+++ Document +++

The performance of SEN was examined by the data set composed of 6027 crystal materials, which was obtained from the MP database and predicted by DFT calculations. The crystal data set covering all of the seven crystal systems was divided into the training, validation, and testing datasets at a ratio of 8:1:1. The atom embedding dimension and the number of capsules are 128 and 16, respectively. The SEN models were developed using the Python 3.7 and the TensorFlow framework³⁷. Detailed algorithm architecture, data structure, loss function selection, and training process are documented in Supplementary Note 3 and Note 4.

Material features encoded by chemical environment

The chemical environment of a material has been successfully applied to predict evolutionary configurations in ML-based molecular dynamics^6,11,20. In particular, our material representation enables the learning of the contributions from both atoms and bonds, the distinction of strong chemical bonds from weak Van-der-Waals interactions, and the recognition of length dependent bond strength.

To demonstrate the effectiveness of our feature extraction model, we trained the SEN to predict the band gaps of crystal materials until the MAE is lower than 0.15 eV, and then analyzed the intermediate data of chemical environments produced by the feature extraction block. Specifically, we extracted the chemical environment matrices for individual atoms in the primitive cell of Y₄Cu₂O₇. The Pearson coefficients between atom matrices were calculated to generate an atomic correlation heatmap as shown in Fig. 2a. According to the much larger coefficients between atoms within the same element group compared to those from different element groups, three element groups in Y₄Cu₂O₇ can be clearly distinguished from the heatmap. For atoms within the same element group, the small differences in Pearson coefficients are consistent with their inequivalent local chemical environments.

+++

What this exercise asks
(a) For each statement below, state whether it agrees with the passage on SEN, and quote the exact words that decide it. (i) The data set held 6027 crystal materials obtained from the MP database. (ii) The crystal data set was split into training, validation, and testing datasets at a ratio of 7:2:1. (iii) The SEN was trained to predict band gaps until the MAE was lower than 0.15 eV.
(b) List every item that the passage on SEN says is documented in Supplementary Note 3 and Note 4.
The lines placed after the passage on SEN are separate material and do not belong to it.

+++ Raw data +++

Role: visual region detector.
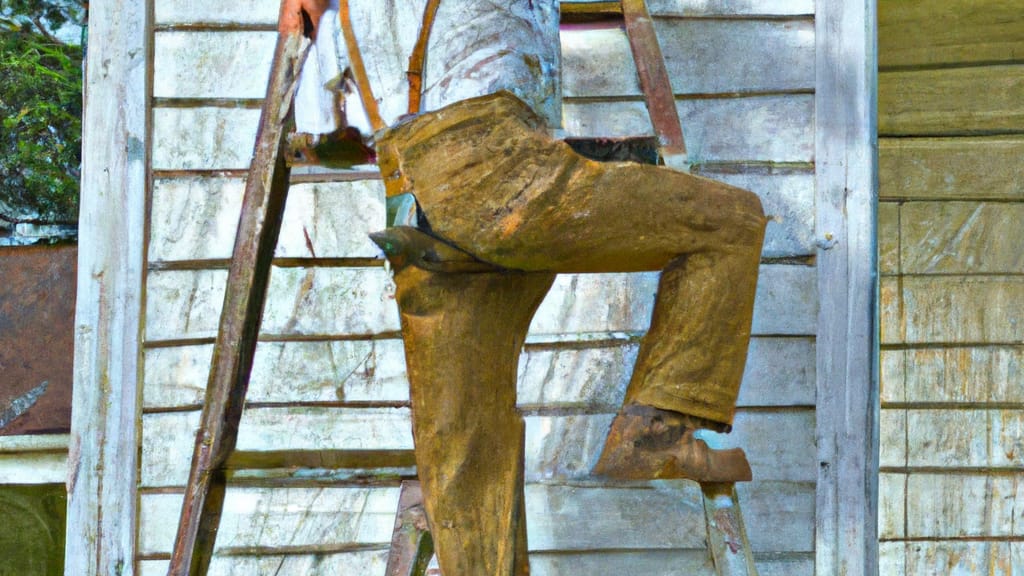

+++

Results
(a)
(i) Yes: "the data set composed of 6027 crystal materials, which was obtained from the MP database"
(ii) No: "at a ratio of 8:1:1"
(iii) Yes: "until the MAE is lower than 0.15 eV"

(b)
- Algorithm architecture
- Data structure
- Loss function selection
- Training process